Recorded data
*** Block opens ***

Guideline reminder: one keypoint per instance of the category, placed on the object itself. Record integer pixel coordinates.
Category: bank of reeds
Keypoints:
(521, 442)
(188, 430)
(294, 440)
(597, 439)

*** Block closes ***

Exercise brief: Every record, start to finish: reproduce it word for word.

Task result:
Guideline reminder: one keypoint per instance of the category, placed on the object itself. Record integer pixel coordinates.
Category: bank of reeds
Keypoints:
(521, 442)
(188, 430)
(294, 440)
(597, 439)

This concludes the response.